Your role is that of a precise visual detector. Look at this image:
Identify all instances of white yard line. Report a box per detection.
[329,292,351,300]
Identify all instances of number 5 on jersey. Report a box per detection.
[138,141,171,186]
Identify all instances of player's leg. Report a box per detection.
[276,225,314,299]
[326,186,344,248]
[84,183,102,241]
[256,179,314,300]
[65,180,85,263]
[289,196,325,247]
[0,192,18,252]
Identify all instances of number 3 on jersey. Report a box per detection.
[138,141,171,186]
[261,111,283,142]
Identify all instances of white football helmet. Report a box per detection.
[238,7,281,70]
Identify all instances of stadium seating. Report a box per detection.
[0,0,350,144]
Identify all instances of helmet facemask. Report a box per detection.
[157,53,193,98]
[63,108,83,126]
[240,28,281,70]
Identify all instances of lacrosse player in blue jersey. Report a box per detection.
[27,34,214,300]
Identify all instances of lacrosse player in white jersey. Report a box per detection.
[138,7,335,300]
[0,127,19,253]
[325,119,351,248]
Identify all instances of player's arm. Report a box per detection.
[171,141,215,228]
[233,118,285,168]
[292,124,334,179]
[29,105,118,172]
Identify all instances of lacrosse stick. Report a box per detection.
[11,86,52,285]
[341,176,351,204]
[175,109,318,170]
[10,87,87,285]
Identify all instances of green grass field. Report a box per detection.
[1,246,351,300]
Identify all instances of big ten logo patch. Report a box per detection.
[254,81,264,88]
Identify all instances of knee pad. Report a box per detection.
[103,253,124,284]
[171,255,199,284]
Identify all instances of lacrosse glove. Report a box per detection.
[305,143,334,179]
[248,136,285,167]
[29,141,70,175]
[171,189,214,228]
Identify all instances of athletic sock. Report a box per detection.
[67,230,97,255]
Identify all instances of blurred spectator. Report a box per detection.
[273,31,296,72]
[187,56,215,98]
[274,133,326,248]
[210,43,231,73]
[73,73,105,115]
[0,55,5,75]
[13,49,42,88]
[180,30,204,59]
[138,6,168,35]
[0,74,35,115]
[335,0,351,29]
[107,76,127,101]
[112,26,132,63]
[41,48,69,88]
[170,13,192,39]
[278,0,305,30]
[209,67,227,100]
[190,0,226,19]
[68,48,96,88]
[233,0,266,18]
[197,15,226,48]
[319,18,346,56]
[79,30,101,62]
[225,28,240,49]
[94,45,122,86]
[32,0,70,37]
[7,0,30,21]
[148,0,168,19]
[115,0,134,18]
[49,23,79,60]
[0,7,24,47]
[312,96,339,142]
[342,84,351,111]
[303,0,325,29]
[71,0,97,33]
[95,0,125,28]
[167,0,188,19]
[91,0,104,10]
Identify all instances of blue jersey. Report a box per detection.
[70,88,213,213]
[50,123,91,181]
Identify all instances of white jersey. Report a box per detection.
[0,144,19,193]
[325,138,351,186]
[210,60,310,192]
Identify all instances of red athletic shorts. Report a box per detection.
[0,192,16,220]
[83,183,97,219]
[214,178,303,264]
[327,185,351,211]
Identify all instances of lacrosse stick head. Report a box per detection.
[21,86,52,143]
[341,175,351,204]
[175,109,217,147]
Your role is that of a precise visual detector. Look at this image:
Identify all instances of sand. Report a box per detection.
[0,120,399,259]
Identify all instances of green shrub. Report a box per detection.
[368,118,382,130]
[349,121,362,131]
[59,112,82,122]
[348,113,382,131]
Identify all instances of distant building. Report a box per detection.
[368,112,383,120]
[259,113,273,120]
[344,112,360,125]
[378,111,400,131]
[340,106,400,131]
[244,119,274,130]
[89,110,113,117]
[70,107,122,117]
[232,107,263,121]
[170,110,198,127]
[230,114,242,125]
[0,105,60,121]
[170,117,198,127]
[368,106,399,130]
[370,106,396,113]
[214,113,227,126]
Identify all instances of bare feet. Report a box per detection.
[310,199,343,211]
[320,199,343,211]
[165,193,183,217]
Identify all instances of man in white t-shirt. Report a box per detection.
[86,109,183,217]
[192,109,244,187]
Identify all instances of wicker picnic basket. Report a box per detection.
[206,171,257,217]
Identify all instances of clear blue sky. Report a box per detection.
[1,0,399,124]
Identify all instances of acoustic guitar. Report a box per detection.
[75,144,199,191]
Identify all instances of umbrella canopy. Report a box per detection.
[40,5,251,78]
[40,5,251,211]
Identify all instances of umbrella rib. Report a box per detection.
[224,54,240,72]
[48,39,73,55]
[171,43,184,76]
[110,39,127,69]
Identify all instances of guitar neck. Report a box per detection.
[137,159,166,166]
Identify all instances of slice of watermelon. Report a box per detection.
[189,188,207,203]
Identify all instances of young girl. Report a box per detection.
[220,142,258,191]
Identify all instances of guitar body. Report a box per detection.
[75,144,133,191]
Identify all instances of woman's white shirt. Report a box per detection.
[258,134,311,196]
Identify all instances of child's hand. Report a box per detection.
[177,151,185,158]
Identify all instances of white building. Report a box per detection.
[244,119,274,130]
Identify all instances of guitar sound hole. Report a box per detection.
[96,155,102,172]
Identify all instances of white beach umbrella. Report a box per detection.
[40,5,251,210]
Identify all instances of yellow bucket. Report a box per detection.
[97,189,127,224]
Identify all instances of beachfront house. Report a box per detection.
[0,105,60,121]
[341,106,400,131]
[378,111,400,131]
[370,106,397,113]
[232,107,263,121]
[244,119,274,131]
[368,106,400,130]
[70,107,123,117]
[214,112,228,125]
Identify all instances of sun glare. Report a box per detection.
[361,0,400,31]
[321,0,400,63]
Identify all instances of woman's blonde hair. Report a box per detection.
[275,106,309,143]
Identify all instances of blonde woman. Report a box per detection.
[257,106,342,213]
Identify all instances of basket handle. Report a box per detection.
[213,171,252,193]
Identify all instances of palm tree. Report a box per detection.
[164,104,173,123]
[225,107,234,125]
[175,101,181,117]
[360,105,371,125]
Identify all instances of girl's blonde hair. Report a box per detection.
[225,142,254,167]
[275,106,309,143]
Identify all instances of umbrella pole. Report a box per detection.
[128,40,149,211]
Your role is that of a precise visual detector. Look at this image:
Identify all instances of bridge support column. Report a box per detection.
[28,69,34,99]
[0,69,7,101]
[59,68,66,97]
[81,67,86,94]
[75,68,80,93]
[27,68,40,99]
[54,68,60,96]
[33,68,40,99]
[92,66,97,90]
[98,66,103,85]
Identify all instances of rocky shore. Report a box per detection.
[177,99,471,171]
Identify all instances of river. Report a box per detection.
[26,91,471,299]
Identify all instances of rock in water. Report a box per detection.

====================

EXERCISE
All the data is to be copied over exactly as it stands.

REPLY TO THE TASK
Your role is that of a precise visual detector. Look at this image:
Identify all instances of white yard line. Report a box per detection.
[329,292,351,300]
Identify all instances of number 5 on jersey. Report a box per detection.
[138,141,171,186]
Identify all instances of player's leg. Report a box per detection.
[276,225,314,299]
[326,186,344,248]
[84,183,102,241]
[256,179,314,300]
[65,180,85,263]
[289,196,325,247]
[0,192,18,252]
Identify all instances of number 3 on jersey. Report a box per detection.
[138,141,171,186]
[261,111,283,142]
Identify all instances of white football helmet. Report a box per detection.
[238,7,281,70]
Identify all instances of stadium seating. Report a box per detection.
[0,0,350,144]
Identify all instances of helmet facemask. Report a box per detection.
[157,53,193,98]
[63,108,83,126]
[240,28,281,70]
Identify all instances of lacrosse player in blue jersey. Report a box per detection.
[27,34,214,300]
Identify all instances of lacrosse player in white jersey. Report a box per detection.
[138,7,335,300]
[0,127,19,253]
[325,119,351,248]
Identify all instances of player's arm. Report a box per detection.
[171,141,215,228]
[233,118,285,168]
[292,124,334,179]
[29,105,118,172]
Identify all instances of lacrosse stick. Report a box per detection.
[11,86,52,285]
[341,176,351,204]
[175,109,318,170]
[10,87,87,285]
Identify all instances of green grass field. Report a box per detection.
[1,246,351,300]
Identify all instances of big ten logo patch. Report a box per detection.
[254,81,264,88]
Identify all instances of knee pad. Report a box per detection.
[103,253,124,284]
[171,255,199,284]
Identify all instances of lacrosse glove. Report a box per detection.
[305,143,334,179]
[248,136,285,167]
[29,141,70,175]
[171,189,214,228]
Identify all instances of athletic sock. Report a box per detection.
[67,230,97,255]
Identify all instances of blurred spectator. Report a box per detection.
[273,31,296,72]
[187,56,215,98]
[274,133,326,248]
[210,43,231,73]
[73,73,105,115]
[0,55,5,75]
[13,49,42,88]
[180,30,204,59]
[138,6,168,35]
[0,74,35,115]
[335,0,351,29]
[107,76,127,101]
[112,26,132,63]
[41,48,69,88]
[170,13,192,39]
[278,0,305,30]
[209,67,227,100]
[190,0,226,19]
[68,48,96,88]
[233,0,266,18]
[197,15,226,48]
[319,18,346,56]
[79,30,101,62]
[225,28,240,49]
[94,45,122,86]
[32,0,70,37]
[7,0,30,21]
[148,0,168,19]
[115,0,134,18]
[49,23,79,60]
[0,7,24,47]
[312,96,339,142]
[342,84,351,111]
[303,0,325,29]
[71,0,97,33]
[95,0,125,28]
[167,0,188,19]
[91,0,104,10]
Identify all instances of blue jersey. Report a box per detection.
[70,88,213,213]
[50,123,91,181]
Identify all instances of white jersey. Report a box per detection.
[0,144,19,193]
[325,138,351,186]
[210,60,310,192]
Identify all instances of red athletic shorts. Report a box per detection.
[0,192,16,220]
[83,183,97,219]
[214,178,303,264]
[327,185,351,211]
Identify all instances of lacrosse stick head. Report a box per detection.
[21,86,52,143]
[341,175,351,204]
[175,109,217,147]
Your role is that of a precise visual detector. Look at this image:
Identify all instances of sand. Report a box per detection.
[0,120,399,259]
Identify all instances of green shrub. Report a box per detection.
[368,118,382,130]
[349,121,362,131]
[59,112,82,122]
[348,113,382,131]
Identify all instances of distant building. Report a box per detection.
[368,112,383,120]
[259,113,273,120]
[344,112,360,125]
[378,111,400,131]
[340,106,400,131]
[244,119,274,130]
[89,110,113,117]
[70,107,122,117]
[232,107,263,121]
[170,110,198,127]
[230,114,242,125]
[0,105,60,121]
[170,117,198,127]
[368,106,399,130]
[370,106,396,113]
[214,113,227,126]
Identify all instances of bare feet. Report a box per detection.
[310,199,343,211]
[320,199,343,211]
[165,193,183,217]
Identify all instances of man in white t-shirt. Report a box per detection.
[86,109,183,217]
[192,109,244,187]
Identify all instances of wicker picnic basket. Report a box per detection.
[206,171,257,217]
Identify all instances of clear blue sky. Report a box per detection.
[1,0,399,124]
Identify all instances of acoustic guitar. Report a box per detection.
[75,144,199,191]
Identify all instances of umbrella canopy. Report a box per detection.
[40,5,251,78]
[40,5,251,211]
Identify all instances of umbrella rib. Report a box per detection.
[224,54,240,72]
[48,39,73,55]
[171,43,184,76]
[110,39,127,69]
Identify all instances of guitar neck. Report a box per detection.
[137,159,166,166]
Identify all instances of slice of watermelon. Report a box per detection.
[189,188,207,203]
Identify all instances of young girl. Report a box per detection.
[220,142,258,191]
Identify all instances of guitar body. Report a box per detection.
[75,144,133,191]
Identify all instances of woman's white shirt. Report a box per detection.
[258,134,311,196]
Identify all instances of child's hand. Report a box per detection.
[177,151,185,158]
Identify all instances of white building. Report a box per detection.
[244,119,274,130]
Identify all instances of guitar sound hole. Report a box per detection.
[96,155,102,172]
Identify all instances of white beach umbrella. Report a box per detection.
[40,5,251,210]
Identify all instances of yellow bucket. Report a box per detection.
[97,189,127,224]
Identify all instances of beachfront house. Report a box per detection.
[0,105,60,121]
[341,106,400,131]
[378,111,400,131]
[370,106,397,113]
[232,107,263,121]
[244,119,274,131]
[368,106,400,130]
[70,107,123,117]
[214,112,228,125]
Identify all instances of sun glare. Report a box per detection.
[361,0,400,31]
[321,0,400,63]
Identify all instances of woman's blonde hair. Report a box per detection.
[275,106,309,143]
Identify all instances of blonde woman. Report a box per detection.
[257,106,342,213]
Identify all instances of basket handle. Report a box per detection.
[213,171,252,193]
Identify all instances of palm tree. Report a box per detection.
[164,104,173,123]
[225,107,234,125]
[175,101,181,117]
[360,105,371,125]
Identify all instances of girl's blonde hair. Report a box per detection.
[225,142,254,167]
[275,106,309,143]
Identify all instances of umbrella pole. Report a box per detection.
[128,40,149,211]
Your role is that of a precise visual detector. Look at this image:
Identify all instances of bridge support column. Report a box per detection.
[28,69,34,99]
[0,69,7,101]
[59,68,66,97]
[81,67,86,94]
[75,68,80,93]
[27,68,40,99]
[54,68,60,96]
[33,68,40,99]
[92,66,97,90]
[98,66,103,85]
Identify all instances of rocky shore. Report a box per detection.
[177,99,471,171]
Identify all instances of river. Report a box per detection.
[26,91,471,299]
Identify all instances of rock in water. Report a box per detection.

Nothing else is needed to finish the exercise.